====== Records for the exercise

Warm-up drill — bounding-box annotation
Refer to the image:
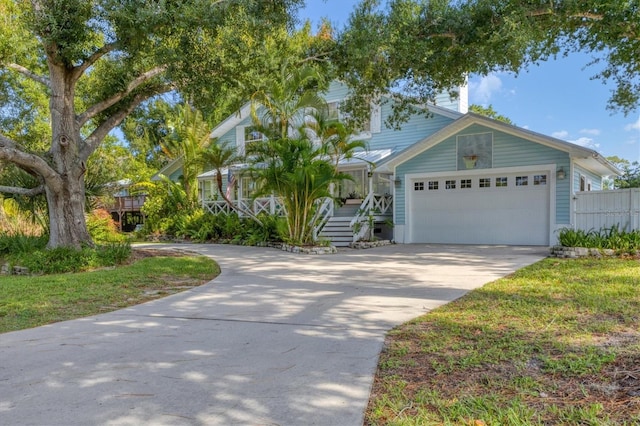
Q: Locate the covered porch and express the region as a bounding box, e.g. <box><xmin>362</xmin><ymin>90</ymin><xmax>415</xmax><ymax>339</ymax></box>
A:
<box><xmin>196</xmin><ymin>150</ymin><xmax>395</xmax><ymax>246</ymax></box>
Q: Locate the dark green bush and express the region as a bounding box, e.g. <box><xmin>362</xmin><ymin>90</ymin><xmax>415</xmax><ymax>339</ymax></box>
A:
<box><xmin>0</xmin><ymin>232</ymin><xmax>47</xmax><ymax>255</ymax></box>
<box><xmin>176</xmin><ymin>211</ymin><xmax>285</xmax><ymax>245</ymax></box>
<box><xmin>1</xmin><ymin>231</ymin><xmax>132</xmax><ymax>274</ymax></box>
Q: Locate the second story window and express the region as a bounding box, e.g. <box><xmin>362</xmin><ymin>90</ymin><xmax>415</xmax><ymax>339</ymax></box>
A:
<box><xmin>244</xmin><ymin>126</ymin><xmax>265</xmax><ymax>144</ymax></box>
<box><xmin>326</xmin><ymin>100</ymin><xmax>375</xmax><ymax>135</ymax></box>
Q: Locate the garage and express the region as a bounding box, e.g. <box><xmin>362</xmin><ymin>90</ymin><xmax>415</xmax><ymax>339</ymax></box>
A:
<box><xmin>409</xmin><ymin>171</ymin><xmax>550</xmax><ymax>245</ymax></box>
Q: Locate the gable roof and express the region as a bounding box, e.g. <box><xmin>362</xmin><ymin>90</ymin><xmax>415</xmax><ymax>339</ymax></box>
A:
<box><xmin>152</xmin><ymin>103</ymin><xmax>252</xmax><ymax>181</ymax></box>
<box><xmin>376</xmin><ymin>112</ymin><xmax>621</xmax><ymax>176</ymax></box>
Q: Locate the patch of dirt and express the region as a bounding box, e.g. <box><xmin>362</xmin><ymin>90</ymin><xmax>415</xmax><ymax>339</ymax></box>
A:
<box><xmin>366</xmin><ymin>324</ymin><xmax>640</xmax><ymax>424</ymax></box>
<box><xmin>127</xmin><ymin>248</ymin><xmax>195</xmax><ymax>263</ymax></box>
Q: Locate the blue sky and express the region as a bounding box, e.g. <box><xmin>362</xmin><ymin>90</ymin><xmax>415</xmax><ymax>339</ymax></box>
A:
<box><xmin>301</xmin><ymin>0</ymin><xmax>640</xmax><ymax>163</ymax></box>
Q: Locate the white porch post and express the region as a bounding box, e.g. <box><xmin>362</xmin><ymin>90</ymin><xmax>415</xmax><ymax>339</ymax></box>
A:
<box><xmin>368</xmin><ymin>170</ymin><xmax>374</xmax><ymax>210</ymax></box>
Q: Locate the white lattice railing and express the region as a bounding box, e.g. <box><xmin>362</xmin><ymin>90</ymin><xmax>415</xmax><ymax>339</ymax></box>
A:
<box><xmin>312</xmin><ymin>197</ymin><xmax>335</xmax><ymax>240</ymax></box>
<box><xmin>202</xmin><ymin>196</ymin><xmax>286</xmax><ymax>217</ymax></box>
<box><xmin>349</xmin><ymin>193</ymin><xmax>393</xmax><ymax>242</ymax></box>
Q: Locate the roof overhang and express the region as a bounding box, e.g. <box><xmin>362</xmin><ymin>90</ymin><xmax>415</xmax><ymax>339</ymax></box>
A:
<box><xmin>152</xmin><ymin>103</ymin><xmax>252</xmax><ymax>181</ymax></box>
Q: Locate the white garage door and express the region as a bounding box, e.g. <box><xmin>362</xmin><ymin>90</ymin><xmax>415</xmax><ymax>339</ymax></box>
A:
<box><xmin>409</xmin><ymin>172</ymin><xmax>550</xmax><ymax>245</ymax></box>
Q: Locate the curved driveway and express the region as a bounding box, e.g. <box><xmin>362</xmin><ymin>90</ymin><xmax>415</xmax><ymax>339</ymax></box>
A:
<box><xmin>0</xmin><ymin>244</ymin><xmax>547</xmax><ymax>425</ymax></box>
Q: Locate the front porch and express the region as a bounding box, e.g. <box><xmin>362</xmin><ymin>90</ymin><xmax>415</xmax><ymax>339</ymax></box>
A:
<box><xmin>201</xmin><ymin>192</ymin><xmax>393</xmax><ymax>246</ymax></box>
<box><xmin>197</xmin><ymin>154</ymin><xmax>395</xmax><ymax>246</ymax></box>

============

What to produce =
All records must be output exactly as they are, except for the pictures, which are left out.

Task response =
Warm-up drill — bounding-box annotation
Refer to the image:
Q: Locate the covered porch and express the region as a bounding box, e.g. <box><xmin>362</xmin><ymin>90</ymin><xmax>415</xmax><ymax>339</ymax></box>
A:
<box><xmin>196</xmin><ymin>150</ymin><xmax>395</xmax><ymax>246</ymax></box>
Q: Locate the dark green bush and express the region as a bounding box, e.g. <box><xmin>362</xmin><ymin>90</ymin><xmax>415</xmax><ymax>339</ymax></box>
A:
<box><xmin>0</xmin><ymin>232</ymin><xmax>47</xmax><ymax>255</ymax></box>
<box><xmin>176</xmin><ymin>211</ymin><xmax>285</xmax><ymax>245</ymax></box>
<box><xmin>1</xmin><ymin>231</ymin><xmax>132</xmax><ymax>274</ymax></box>
Q: Locate the second story window and express the region as a bounding box, e.g. <box><xmin>362</xmin><ymin>90</ymin><xmax>415</xmax><ymax>339</ymax></box>
A:
<box><xmin>244</xmin><ymin>126</ymin><xmax>265</xmax><ymax>144</ymax></box>
<box><xmin>326</xmin><ymin>100</ymin><xmax>375</xmax><ymax>135</ymax></box>
Q: Locate the garage and express the region as a bounding box, e.g. <box><xmin>362</xmin><ymin>90</ymin><xmax>415</xmax><ymax>339</ymax></box>
A:
<box><xmin>409</xmin><ymin>171</ymin><xmax>550</xmax><ymax>245</ymax></box>
Q: Locate the gable roof and express the region as a bounding box, e.g. <box><xmin>362</xmin><ymin>90</ymin><xmax>415</xmax><ymax>339</ymax></box>
A:
<box><xmin>152</xmin><ymin>103</ymin><xmax>252</xmax><ymax>181</ymax></box>
<box><xmin>376</xmin><ymin>112</ymin><xmax>621</xmax><ymax>176</ymax></box>
Q: Locate the patch of dirt and express the region as a bounding box, e.g. <box><xmin>362</xmin><ymin>90</ymin><xmax>415</xmax><ymax>339</ymax></box>
A:
<box><xmin>366</xmin><ymin>324</ymin><xmax>640</xmax><ymax>424</ymax></box>
<box><xmin>127</xmin><ymin>248</ymin><xmax>195</xmax><ymax>263</ymax></box>
Q: Locate the blue sky and express the region as a bounding box, e.g. <box><xmin>362</xmin><ymin>90</ymin><xmax>415</xmax><ymax>339</ymax></box>
A:
<box><xmin>301</xmin><ymin>0</ymin><xmax>640</xmax><ymax>163</ymax></box>
Q: Locate the white porch post and express the region as a bounding box, e.g. <box><xmin>362</xmin><ymin>90</ymin><xmax>415</xmax><ymax>339</ymax></box>
A:
<box><xmin>368</xmin><ymin>170</ymin><xmax>374</xmax><ymax>210</ymax></box>
Q: Locate the white lattice railing and express the region as a bounding box, e.g. <box><xmin>362</xmin><ymin>90</ymin><xmax>415</xmax><ymax>339</ymax></box>
A:
<box><xmin>312</xmin><ymin>197</ymin><xmax>335</xmax><ymax>240</ymax></box>
<box><xmin>202</xmin><ymin>196</ymin><xmax>286</xmax><ymax>217</ymax></box>
<box><xmin>349</xmin><ymin>193</ymin><xmax>393</xmax><ymax>242</ymax></box>
Q: Locate the roof overhang and express the region as a bounding box, e.g. <box><xmin>362</xmin><ymin>90</ymin><xmax>415</xmax><ymax>339</ymax></box>
A:
<box><xmin>152</xmin><ymin>103</ymin><xmax>252</xmax><ymax>181</ymax></box>
Q: Locate the white garage door and express the region as a bounding box, e.g. <box><xmin>362</xmin><ymin>90</ymin><xmax>415</xmax><ymax>339</ymax></box>
A:
<box><xmin>409</xmin><ymin>172</ymin><xmax>550</xmax><ymax>245</ymax></box>
Q: Locate the curved driveway and express the region as a bounding box, e.g. <box><xmin>362</xmin><ymin>90</ymin><xmax>415</xmax><ymax>339</ymax></box>
A:
<box><xmin>0</xmin><ymin>244</ymin><xmax>547</xmax><ymax>425</ymax></box>
Q: Locate the front porch and express the region as a bounding box, e.g. <box><xmin>362</xmin><ymin>90</ymin><xmax>415</xmax><ymax>339</ymax></box>
A:
<box><xmin>201</xmin><ymin>192</ymin><xmax>393</xmax><ymax>246</ymax></box>
<box><xmin>197</xmin><ymin>154</ymin><xmax>395</xmax><ymax>246</ymax></box>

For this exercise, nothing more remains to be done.